Actions to take:
**A)** Write out the part of the article about Elise word for word, starting at "Elise’s backyard —" and ending at "them. It made me think, what if that was me?".
**B)** Pick up the article about Elise and hunger in Putnam County after its last sentence and keep writing.

(Beginning of Excerpt to read)

If this story sounds familiar — a well-off kid performs a charitable act and then returns to her regularly scheduled life of carefree comfort — you have not met Elise. She is no more your average fifth-grader than Putnam County, West Virginia, is your average American demographic.

Taking care of her Own Backyard

It’s every parent’s dilemma to decide how much reality a child should bear. The tougher the reality, the tougher the dilemma.

“I try to shield Elise as much as I can,” Cline says. “But some things you can’t ignore, especially when it’s right in your own backyard.”

Elise’s backyard — Hurricane and other commuter towns between Charleston, the capital, and Huntington, the state’s largest metropolitan area — are among the most affluent in the state. But drive a few miles into the hills and hollows and the reality changes like a head-on collision. Stately houses become shacks. Proud faces become heavy with distress.

I heard a story about a kid at another Putnam school who ate ramen noodles raw because nobody was around to cook them. It made me think, what if that was me?

Elise Simokat

Elise delivering meals

“It starts with a lack of opportunity,” says Doug Erwin, a friend of Cline’s and founder of the Backpack Buddies summer food program. “Our area has seen really good jobs leave and not be replaced. Loss of jobs means loss of purpose. Into that void comes the drug problem, and that of course affects the kids.”

Although West Teays Elementary, where Elise goes to school, has comparatively fewer students enrolled in the free and reduced cost lunch program, she has eyes and ears — plus an unusually empathetic heart.

“I heard a story about a kid at another Putnam school who ate ramen noodles raw because nobody was around to cook them,” Elise says. “It made me think, what if that was me?”

(End of Excerpt to read)
(Beginning of Data records)

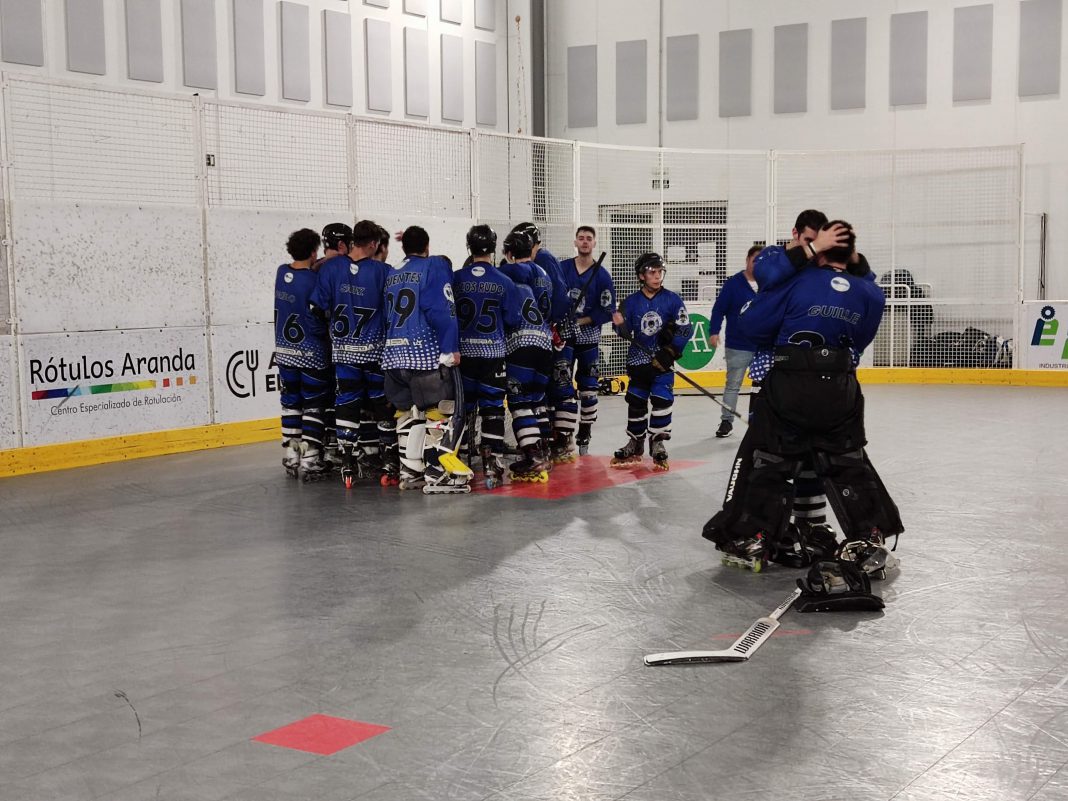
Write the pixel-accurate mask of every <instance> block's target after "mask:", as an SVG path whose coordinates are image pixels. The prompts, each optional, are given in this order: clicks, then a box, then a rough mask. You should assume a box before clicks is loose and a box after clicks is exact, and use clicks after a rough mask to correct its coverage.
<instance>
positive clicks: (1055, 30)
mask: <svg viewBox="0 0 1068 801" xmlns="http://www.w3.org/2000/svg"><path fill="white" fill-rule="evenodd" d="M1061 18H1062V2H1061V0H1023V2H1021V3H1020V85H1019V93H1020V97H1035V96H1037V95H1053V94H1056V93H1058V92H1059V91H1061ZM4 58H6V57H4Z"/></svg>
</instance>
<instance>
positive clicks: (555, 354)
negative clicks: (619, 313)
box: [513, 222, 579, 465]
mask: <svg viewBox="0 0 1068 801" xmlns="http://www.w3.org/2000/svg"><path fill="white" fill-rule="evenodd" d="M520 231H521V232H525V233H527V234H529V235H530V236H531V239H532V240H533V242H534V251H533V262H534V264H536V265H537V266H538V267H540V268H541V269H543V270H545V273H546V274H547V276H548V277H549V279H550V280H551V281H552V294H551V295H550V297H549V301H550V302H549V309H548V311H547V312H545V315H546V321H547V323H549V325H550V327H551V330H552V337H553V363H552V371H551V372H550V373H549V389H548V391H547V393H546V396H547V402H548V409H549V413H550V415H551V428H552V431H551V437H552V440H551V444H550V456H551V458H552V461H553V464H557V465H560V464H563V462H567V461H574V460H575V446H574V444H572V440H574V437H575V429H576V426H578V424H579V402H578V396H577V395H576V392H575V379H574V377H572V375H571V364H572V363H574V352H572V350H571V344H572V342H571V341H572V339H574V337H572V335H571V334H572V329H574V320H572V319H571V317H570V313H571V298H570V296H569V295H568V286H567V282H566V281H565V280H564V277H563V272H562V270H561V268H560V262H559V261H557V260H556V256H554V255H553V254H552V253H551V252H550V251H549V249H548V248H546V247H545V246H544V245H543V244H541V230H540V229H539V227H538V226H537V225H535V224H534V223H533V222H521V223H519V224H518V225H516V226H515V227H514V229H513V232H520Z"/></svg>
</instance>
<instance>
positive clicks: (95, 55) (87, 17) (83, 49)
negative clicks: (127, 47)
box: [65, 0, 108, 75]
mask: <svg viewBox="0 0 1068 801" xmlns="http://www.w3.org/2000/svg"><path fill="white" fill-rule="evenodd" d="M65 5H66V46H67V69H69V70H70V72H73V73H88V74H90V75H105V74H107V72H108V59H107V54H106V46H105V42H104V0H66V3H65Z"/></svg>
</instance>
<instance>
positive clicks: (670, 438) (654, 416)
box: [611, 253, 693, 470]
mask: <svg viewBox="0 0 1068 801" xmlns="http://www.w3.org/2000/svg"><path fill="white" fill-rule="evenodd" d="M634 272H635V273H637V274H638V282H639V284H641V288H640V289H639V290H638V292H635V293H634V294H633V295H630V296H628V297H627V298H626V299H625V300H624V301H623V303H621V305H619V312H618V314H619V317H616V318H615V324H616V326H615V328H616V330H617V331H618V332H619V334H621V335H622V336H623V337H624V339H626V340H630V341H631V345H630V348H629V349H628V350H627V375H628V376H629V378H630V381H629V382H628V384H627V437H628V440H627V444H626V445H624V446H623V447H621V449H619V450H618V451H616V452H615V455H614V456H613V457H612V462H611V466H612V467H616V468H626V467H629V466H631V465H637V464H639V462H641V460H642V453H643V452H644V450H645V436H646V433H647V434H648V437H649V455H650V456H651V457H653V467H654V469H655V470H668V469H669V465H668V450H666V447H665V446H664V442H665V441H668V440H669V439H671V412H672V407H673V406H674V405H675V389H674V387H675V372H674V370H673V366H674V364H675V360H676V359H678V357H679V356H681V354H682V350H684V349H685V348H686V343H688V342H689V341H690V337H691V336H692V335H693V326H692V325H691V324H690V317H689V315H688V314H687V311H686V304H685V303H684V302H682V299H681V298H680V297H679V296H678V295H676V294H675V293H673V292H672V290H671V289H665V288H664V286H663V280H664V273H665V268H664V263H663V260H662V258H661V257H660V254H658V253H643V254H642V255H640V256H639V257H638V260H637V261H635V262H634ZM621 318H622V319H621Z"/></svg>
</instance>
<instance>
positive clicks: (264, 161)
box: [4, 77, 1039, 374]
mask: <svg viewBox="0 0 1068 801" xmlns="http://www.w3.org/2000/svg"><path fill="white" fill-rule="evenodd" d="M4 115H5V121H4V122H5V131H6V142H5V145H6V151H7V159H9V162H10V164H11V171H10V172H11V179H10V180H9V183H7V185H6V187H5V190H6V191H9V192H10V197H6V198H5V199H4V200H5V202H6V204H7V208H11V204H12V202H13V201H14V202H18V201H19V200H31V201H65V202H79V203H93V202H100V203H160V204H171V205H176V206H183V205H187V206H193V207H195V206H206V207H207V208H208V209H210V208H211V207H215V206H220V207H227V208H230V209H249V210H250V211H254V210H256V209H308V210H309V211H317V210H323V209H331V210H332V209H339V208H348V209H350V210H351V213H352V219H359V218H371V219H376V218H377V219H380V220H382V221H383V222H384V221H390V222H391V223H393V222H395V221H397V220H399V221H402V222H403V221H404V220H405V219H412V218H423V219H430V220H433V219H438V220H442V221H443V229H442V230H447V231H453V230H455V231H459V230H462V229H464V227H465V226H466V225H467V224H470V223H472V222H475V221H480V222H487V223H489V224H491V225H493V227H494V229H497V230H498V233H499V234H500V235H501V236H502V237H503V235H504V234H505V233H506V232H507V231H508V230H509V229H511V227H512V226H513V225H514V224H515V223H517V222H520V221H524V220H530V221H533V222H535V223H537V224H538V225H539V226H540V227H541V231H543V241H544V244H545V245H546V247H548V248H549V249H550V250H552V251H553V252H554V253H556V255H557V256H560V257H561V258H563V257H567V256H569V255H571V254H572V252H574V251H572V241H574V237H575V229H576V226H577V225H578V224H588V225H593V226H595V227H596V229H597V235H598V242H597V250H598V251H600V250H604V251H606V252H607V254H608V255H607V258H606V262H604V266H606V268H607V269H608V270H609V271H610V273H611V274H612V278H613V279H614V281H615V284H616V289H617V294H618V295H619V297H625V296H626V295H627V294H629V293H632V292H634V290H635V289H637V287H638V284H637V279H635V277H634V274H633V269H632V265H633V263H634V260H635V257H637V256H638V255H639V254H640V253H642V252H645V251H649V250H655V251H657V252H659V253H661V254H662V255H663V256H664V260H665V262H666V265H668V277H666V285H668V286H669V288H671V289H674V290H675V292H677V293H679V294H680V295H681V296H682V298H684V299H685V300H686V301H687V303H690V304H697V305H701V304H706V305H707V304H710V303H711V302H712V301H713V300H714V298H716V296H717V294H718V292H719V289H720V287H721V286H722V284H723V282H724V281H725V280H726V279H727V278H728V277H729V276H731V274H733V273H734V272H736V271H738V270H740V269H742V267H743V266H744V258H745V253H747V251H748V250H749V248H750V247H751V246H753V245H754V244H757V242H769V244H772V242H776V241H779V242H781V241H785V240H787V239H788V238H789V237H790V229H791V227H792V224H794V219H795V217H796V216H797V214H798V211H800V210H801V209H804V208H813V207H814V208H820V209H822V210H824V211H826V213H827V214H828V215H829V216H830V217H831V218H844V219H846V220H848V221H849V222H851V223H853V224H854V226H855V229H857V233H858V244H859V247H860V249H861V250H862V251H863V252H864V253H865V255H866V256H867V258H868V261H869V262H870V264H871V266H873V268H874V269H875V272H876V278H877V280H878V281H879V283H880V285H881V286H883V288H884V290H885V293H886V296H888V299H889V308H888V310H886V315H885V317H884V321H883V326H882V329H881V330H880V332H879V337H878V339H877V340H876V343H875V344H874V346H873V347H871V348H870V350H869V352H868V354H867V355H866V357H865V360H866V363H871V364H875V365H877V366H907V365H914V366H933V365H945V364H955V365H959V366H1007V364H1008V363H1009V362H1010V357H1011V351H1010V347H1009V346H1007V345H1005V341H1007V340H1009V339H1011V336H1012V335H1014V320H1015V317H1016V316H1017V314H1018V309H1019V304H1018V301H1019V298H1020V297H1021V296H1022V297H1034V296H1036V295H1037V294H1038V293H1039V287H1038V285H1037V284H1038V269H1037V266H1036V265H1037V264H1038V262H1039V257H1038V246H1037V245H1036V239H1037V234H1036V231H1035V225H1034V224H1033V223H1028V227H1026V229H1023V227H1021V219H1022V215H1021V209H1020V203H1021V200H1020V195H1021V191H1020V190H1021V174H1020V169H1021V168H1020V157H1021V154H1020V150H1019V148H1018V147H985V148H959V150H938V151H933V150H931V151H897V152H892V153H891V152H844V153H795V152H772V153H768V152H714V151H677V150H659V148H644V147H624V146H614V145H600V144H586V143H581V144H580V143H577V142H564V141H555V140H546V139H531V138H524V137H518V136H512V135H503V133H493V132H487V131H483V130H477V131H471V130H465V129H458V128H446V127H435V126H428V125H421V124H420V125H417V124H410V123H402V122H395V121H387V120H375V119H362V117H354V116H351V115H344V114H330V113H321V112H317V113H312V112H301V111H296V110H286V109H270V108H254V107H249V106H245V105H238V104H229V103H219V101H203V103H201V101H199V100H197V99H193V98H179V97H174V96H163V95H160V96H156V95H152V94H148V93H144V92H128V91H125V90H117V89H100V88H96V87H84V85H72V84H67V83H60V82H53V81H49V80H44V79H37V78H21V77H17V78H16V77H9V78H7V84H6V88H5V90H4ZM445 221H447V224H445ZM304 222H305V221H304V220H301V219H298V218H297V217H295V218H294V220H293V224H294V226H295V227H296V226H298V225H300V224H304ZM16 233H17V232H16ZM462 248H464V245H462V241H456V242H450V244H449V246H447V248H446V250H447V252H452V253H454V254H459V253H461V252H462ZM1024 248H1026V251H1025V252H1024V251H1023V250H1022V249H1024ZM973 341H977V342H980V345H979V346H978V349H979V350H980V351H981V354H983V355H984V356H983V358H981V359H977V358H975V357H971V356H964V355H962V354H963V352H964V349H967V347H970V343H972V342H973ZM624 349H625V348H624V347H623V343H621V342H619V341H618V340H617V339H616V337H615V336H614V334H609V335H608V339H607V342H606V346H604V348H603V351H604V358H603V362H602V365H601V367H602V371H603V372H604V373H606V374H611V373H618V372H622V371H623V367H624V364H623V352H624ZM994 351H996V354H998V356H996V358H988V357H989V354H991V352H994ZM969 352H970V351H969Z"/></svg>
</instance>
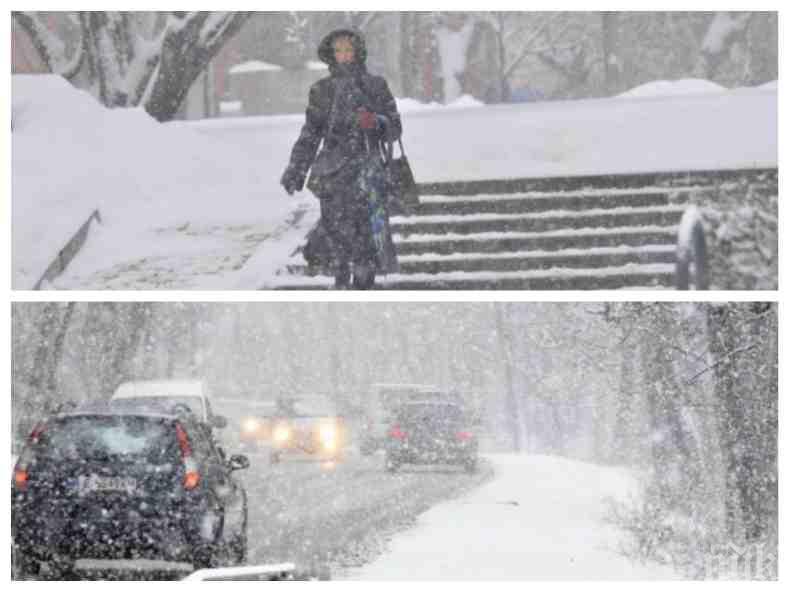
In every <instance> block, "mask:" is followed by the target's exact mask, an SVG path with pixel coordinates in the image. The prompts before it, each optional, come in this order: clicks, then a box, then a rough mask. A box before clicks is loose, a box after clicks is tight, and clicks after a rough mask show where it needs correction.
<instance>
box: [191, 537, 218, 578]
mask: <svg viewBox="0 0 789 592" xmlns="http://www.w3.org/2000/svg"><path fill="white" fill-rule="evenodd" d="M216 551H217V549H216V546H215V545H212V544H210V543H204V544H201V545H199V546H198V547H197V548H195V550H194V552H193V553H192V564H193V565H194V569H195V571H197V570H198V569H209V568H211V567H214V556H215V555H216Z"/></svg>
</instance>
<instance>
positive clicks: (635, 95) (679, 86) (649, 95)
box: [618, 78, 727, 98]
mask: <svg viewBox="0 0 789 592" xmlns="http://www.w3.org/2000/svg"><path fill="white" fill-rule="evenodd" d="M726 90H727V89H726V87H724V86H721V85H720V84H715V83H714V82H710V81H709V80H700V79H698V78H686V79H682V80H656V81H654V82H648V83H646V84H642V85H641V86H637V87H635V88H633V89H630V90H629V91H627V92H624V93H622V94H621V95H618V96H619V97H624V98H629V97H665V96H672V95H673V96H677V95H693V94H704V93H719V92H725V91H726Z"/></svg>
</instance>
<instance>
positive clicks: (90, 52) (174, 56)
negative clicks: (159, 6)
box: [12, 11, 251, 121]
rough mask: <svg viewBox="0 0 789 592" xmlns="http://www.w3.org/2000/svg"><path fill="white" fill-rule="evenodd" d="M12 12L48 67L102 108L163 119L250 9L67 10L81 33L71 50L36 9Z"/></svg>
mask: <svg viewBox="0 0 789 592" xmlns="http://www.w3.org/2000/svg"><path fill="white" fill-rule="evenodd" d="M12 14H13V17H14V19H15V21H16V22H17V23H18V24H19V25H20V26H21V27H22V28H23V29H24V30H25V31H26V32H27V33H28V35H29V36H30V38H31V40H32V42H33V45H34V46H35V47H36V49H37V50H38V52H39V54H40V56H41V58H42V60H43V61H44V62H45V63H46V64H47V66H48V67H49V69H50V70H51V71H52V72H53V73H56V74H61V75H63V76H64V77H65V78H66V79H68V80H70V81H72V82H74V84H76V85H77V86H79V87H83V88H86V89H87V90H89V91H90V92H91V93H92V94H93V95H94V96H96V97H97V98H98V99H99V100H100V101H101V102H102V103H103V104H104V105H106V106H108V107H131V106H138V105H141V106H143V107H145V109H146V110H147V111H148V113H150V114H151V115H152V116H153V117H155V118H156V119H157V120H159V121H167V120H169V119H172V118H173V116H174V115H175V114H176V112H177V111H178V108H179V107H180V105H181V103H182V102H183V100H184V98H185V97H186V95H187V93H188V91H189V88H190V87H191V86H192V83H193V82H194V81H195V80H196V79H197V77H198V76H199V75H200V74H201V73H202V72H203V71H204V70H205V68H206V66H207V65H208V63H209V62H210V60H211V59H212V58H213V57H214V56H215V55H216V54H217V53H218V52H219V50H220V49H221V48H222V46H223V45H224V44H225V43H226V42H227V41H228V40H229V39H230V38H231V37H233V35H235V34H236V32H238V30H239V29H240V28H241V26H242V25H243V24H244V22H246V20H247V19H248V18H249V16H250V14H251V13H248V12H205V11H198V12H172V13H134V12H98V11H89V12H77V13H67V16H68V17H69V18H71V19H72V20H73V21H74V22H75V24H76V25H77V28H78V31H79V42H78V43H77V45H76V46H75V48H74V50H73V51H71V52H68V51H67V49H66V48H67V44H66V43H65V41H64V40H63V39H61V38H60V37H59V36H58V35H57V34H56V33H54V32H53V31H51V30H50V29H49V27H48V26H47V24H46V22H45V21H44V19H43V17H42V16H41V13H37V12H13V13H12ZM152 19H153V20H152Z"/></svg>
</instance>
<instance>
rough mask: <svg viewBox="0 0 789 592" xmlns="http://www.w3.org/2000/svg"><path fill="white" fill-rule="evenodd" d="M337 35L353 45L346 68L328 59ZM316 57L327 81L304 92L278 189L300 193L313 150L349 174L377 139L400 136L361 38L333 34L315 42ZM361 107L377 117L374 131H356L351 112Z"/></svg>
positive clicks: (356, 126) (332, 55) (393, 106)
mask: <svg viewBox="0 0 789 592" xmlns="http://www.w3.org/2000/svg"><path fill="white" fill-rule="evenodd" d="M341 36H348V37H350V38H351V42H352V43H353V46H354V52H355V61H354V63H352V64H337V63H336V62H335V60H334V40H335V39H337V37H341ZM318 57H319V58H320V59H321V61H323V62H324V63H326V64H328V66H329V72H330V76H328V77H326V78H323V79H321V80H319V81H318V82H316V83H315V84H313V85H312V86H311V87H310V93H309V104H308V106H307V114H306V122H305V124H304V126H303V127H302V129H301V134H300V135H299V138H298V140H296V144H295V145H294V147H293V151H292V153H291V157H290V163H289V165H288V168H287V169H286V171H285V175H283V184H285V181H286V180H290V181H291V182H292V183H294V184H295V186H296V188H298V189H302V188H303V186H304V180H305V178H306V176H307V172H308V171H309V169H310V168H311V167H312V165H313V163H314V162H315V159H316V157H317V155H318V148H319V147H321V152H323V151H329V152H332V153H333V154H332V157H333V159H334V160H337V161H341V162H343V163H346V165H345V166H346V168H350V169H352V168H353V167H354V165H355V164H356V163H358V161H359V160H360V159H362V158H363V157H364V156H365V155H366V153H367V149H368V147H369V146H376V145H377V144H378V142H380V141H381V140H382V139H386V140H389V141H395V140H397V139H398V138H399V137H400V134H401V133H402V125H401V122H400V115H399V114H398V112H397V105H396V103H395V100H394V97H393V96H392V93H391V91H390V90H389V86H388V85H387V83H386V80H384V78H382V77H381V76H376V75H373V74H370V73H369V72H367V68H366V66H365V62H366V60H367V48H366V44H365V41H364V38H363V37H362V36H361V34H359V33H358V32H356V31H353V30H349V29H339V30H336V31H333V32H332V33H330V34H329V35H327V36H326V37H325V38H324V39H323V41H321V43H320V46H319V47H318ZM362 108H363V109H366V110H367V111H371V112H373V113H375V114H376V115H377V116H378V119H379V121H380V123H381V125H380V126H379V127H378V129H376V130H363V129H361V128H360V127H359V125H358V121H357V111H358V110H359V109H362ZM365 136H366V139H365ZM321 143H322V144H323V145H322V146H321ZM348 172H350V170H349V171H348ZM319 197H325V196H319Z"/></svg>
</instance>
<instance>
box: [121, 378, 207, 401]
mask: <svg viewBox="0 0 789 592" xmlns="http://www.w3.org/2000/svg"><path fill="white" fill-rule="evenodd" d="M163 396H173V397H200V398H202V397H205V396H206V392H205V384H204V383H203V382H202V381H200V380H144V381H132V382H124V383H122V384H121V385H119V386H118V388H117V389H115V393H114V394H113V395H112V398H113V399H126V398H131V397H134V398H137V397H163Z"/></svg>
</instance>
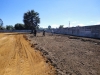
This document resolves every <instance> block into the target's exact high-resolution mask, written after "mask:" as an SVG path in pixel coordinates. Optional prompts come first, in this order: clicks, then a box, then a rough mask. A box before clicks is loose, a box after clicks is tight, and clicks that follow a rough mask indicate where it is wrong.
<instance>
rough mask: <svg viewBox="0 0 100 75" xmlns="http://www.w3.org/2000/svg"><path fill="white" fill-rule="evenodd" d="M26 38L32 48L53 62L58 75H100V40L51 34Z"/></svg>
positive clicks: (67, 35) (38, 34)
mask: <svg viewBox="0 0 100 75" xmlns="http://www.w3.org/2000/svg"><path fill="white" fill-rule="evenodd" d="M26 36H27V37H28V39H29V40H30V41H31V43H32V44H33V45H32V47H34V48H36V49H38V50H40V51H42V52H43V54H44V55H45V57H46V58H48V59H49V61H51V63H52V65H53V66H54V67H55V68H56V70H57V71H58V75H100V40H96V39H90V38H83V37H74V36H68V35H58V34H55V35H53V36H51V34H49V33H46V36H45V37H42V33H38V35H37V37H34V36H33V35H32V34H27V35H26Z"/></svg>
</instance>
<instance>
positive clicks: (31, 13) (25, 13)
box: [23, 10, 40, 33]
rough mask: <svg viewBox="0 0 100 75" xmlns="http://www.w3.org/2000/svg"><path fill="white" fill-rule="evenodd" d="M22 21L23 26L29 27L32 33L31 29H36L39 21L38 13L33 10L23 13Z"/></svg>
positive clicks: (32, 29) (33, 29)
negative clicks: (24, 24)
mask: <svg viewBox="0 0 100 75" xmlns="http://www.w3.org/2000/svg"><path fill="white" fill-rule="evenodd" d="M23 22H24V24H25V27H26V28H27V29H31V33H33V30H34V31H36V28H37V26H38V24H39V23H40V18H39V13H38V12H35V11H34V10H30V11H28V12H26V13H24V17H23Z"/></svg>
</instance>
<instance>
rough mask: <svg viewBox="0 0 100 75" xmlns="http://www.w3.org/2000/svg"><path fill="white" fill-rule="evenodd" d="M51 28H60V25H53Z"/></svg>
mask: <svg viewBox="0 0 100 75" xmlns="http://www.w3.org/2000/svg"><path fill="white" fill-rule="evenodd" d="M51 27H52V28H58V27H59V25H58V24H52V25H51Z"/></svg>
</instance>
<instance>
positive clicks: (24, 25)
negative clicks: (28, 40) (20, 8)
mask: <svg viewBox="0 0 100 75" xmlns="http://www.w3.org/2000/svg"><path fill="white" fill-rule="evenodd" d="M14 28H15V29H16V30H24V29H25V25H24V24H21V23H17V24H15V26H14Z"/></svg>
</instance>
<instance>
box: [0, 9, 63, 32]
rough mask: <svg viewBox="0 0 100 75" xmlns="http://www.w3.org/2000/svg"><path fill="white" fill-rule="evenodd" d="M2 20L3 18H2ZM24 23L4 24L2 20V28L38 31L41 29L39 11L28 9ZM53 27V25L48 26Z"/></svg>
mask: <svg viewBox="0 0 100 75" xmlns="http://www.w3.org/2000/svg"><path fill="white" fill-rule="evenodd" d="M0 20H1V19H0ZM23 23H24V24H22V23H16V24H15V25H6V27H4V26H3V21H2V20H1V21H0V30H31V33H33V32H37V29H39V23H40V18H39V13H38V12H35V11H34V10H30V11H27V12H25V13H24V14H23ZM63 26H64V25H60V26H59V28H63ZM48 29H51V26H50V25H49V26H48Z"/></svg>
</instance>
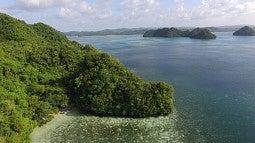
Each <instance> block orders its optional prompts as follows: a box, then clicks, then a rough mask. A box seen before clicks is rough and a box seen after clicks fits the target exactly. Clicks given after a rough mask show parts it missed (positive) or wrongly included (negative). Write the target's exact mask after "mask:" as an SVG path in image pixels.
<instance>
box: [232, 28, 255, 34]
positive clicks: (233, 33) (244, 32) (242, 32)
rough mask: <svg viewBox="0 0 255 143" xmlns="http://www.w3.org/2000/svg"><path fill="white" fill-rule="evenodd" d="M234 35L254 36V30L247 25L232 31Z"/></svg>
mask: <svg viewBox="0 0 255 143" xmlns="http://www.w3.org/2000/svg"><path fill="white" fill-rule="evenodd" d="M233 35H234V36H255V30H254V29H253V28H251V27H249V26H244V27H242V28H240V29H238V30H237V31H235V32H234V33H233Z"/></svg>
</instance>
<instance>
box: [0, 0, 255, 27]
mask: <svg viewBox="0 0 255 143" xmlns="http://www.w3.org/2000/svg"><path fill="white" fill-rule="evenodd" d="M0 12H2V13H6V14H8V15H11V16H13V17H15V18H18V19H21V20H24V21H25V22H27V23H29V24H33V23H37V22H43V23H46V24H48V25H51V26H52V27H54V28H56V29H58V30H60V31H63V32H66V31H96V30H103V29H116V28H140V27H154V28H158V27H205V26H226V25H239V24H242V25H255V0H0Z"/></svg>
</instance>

(End of Data records)

Per-task answers:
**A)**
Elise’s backyard — Hurricane and other commuter towns between Charleston, the capital, and Huntington, the state’s largest metropolitan area — are among the most affluent in the state. But drive a few miles into the hills and hollows and the reality changes like a head-on collision. Stately houses become shacks. Proud faces become heavy with distress.

I heard a story about a kid at another Putnam school who ate ramen noodles raw because nobody was around to cook them. It made me think, what if that was me?

**B)**
Elise approached her mother with the idea to provide hot meals for kids on Christmas — a daunting prospect at first, says Cline. “I’m thinking, ‘Oh my gosh, how am I gonna provide these kids with a turkey and all the trimmings?’” Cline told Erwin about Elise’s idea, and together they hit on a solution. Erwin’s Backpack Buddies program sends ready-made meals to low income students over the summer, but it doesn’t include holidays. Elise’s idea was the perfect gap-filler for that need.

Box to Belly Challenge

With the plan and a snappy project name (“The Box to Belly Challenge”) in place, there was just the small matter of raising funds to feed close to a thousand kids. Elise had chosen to give out Hormel® Compleats® microwavable meals for their convenience and ease of preparation, and she’d worked out a volume price at a local Kroger market.

“My mom said, ‘How are we gonna get five thousand dollars?’” Elise laughs. “I said, ‘You know what, let’s post a video to Facebook. Maybe people will donate there.’”

Despite her daughter’s charming on-camera appeals, Cline set her own expectations low, hoping to raise maybe a tenth of their goal. “But pretty much immediately, things started happening.”

Elise online raising money for the #BoxtoBellyChallenge

Elise’s aunt was first on board with $40. More friends and family jumped in. By morning, they had 18 donations. “Then we went to church and people started handing us $20, $50,” Cline marvels. “I got random phone calls saying, ‘We saw your video, we want to help.’” Elise shakes her head thinking about it. “I didn’t know how kind the world could be.”

From her “office” in the family’s garage, Elise labeled each case of Hormel® Compleats® meals by school, number of students, and how many cases. “The next morning,” Cline says, “we loaded up Doug’s truck in the freezing weather and delivered to all 22 schools in the county.”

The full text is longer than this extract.